> _Text block_:

  5. Ascend of Asheville says:

    Davyne, That’s perfect! Asheville is co-dependent! We don’t need more proactive representation, we need a therapist. A city therapist. Yet another candidate for the salary dollars now being used on entrenched city management.

  6. Davyne Dial says:

    “we need a therapist. “

    Or somebody to smack us up side the head and remind us to learn to take better care of ourselves.

  7. Gordon Smith says:

    Ascend – I think you’re right about BID proponents just wanting to put more service into downtown, service that current levels of funding don’t allow for without cuts to other important priorities.

    Also, what’s the distinction, for you, between experienced and entrenched? Is experienced bad? Because entrenched sounds terrible.

  8. Gordon Smith says:


    The decision about how much to allocate back to counties is decided in Raleigh, and whether to use per capita or ad valorem is decided at the County level. I hope you’ll use your voice, too. Our liaison is hard at work building relationships and laying a foundation, but he’s going to have a much easier time of it if legislators are hearing from the people.

> _Problem to solve_: Continue the Asheville comment thread on city management and funding from the point where it stops.

> _Material provided_:
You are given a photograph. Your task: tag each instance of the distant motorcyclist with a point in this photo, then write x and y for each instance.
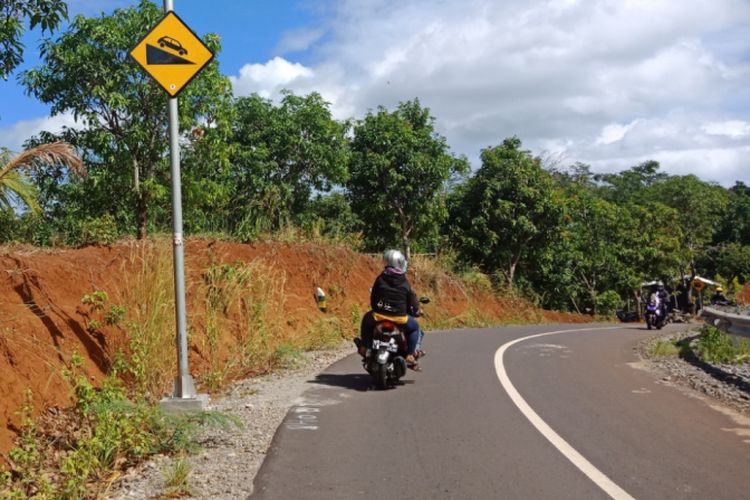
(718, 298)
(393, 299)
(662, 296)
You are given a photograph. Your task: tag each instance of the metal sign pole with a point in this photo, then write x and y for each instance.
(184, 395)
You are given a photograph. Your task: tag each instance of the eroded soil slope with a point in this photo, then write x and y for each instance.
(43, 320)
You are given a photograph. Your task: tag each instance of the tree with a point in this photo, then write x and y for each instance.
(399, 167)
(735, 224)
(632, 185)
(14, 15)
(15, 185)
(123, 117)
(281, 155)
(507, 212)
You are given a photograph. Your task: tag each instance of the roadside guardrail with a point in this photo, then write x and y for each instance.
(736, 324)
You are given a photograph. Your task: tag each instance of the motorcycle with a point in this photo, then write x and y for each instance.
(654, 315)
(385, 361)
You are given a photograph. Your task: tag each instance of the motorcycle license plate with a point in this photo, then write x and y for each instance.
(389, 346)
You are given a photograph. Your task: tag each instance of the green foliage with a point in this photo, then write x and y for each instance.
(280, 156)
(607, 303)
(87, 71)
(176, 478)
(664, 348)
(97, 230)
(399, 168)
(507, 212)
(115, 315)
(111, 433)
(717, 346)
(15, 187)
(96, 300)
(15, 15)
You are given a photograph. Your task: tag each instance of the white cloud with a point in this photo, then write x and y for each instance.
(614, 132)
(611, 82)
(735, 129)
(267, 79)
(15, 135)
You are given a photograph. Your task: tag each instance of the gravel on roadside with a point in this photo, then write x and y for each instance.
(726, 383)
(229, 458)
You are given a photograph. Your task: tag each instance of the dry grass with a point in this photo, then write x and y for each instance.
(55, 153)
(148, 297)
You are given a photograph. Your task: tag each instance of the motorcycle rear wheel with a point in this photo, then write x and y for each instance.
(381, 377)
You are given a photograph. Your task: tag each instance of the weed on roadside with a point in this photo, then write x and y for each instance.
(663, 348)
(176, 478)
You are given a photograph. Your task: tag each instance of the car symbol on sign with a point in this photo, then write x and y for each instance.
(173, 44)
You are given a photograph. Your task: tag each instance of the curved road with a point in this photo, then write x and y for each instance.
(506, 413)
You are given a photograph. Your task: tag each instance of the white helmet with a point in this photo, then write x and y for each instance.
(394, 259)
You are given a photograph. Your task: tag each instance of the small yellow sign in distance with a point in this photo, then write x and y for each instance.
(172, 54)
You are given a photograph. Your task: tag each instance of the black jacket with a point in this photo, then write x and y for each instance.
(392, 294)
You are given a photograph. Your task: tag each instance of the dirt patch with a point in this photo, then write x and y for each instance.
(43, 320)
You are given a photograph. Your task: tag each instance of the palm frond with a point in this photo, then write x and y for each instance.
(54, 153)
(18, 184)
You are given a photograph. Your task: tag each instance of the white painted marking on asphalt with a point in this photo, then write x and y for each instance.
(598, 477)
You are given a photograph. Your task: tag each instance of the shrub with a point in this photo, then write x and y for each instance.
(716, 346)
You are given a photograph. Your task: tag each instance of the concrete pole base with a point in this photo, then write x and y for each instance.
(184, 405)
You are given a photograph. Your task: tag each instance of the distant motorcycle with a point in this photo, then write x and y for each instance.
(385, 361)
(655, 317)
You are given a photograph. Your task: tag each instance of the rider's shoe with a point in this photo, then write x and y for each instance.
(411, 362)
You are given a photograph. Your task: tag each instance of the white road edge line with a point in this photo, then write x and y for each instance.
(557, 441)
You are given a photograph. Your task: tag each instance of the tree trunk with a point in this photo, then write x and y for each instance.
(141, 215)
(140, 202)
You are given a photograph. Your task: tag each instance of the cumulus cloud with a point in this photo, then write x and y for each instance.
(298, 40)
(15, 135)
(610, 82)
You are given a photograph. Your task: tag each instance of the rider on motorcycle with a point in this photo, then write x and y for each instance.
(393, 299)
(718, 298)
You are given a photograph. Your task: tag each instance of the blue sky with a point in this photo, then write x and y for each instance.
(610, 83)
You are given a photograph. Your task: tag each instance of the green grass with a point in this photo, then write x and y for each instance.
(176, 478)
(663, 348)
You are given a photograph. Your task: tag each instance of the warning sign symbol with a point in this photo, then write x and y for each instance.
(171, 53)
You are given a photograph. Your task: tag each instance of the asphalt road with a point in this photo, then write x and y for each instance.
(575, 418)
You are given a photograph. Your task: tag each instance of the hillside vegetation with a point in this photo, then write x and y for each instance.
(250, 308)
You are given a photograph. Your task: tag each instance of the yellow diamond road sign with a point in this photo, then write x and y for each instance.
(171, 53)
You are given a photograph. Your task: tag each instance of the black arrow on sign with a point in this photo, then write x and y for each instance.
(154, 55)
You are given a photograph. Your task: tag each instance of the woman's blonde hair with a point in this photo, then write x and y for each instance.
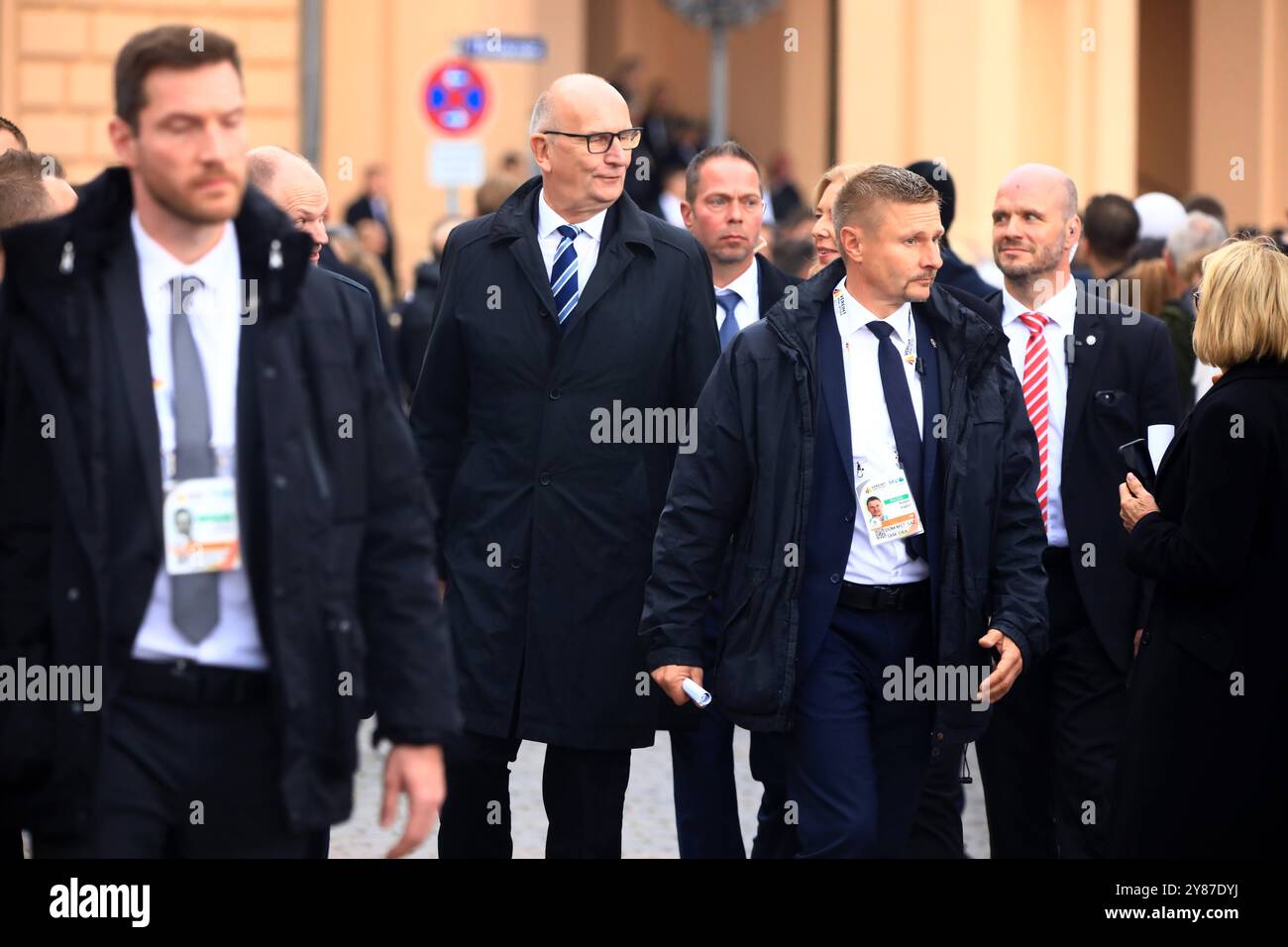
(1243, 304)
(842, 171)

> _Output below_:
  9. Michael Muller says:

    Depends on the trench.

  10. Ascend of Asheville says:

    For me entrenched implies a wealth of experience that has gone down the path of staking out territory, then staying within one’s comfort zone, while using the experience to both ward off new ideas or upstart youngsters and the position gained to enrich one’s self.

    In business that is perfectly acceptable. In service to the city or state that is entrenched. In both cases the person(s) involved eventually become barriers to rather than forces for positive growth and change.

    That being said, I would not go so far as accuse anyone of being a blockage to the health of Asheville, but there is something wrong that a great many people feel but can’t put a finger on. That to me is one place to look.

  11. TJ says:

    “we need a therapist. “

    Well, there IS the one on City Council…but, I suppose that would be a conflict of interest…even if it would be in the cty’s interest.

    Anyway, isn’t that what a therapist does, Davyne. 😉

  12. Dixiegirlz says:

    It does not take a rocket scientist to come to understand that a deeply entrenched good ole boy and gal system is an issue for us. Just saying.

    If someone is a yaller dog Democrat, they might not see this tho….they might even hope to join in.

  13. Michael Muller says:

    Ascend of Asheville said:

    For me entrenched implies a wealth of experience that has gone down the path of staking out territory, then staying within one’s comfort zone, while using the experience to both ward off new ideas or upstart youngsters and the position gained to enrich one’s self.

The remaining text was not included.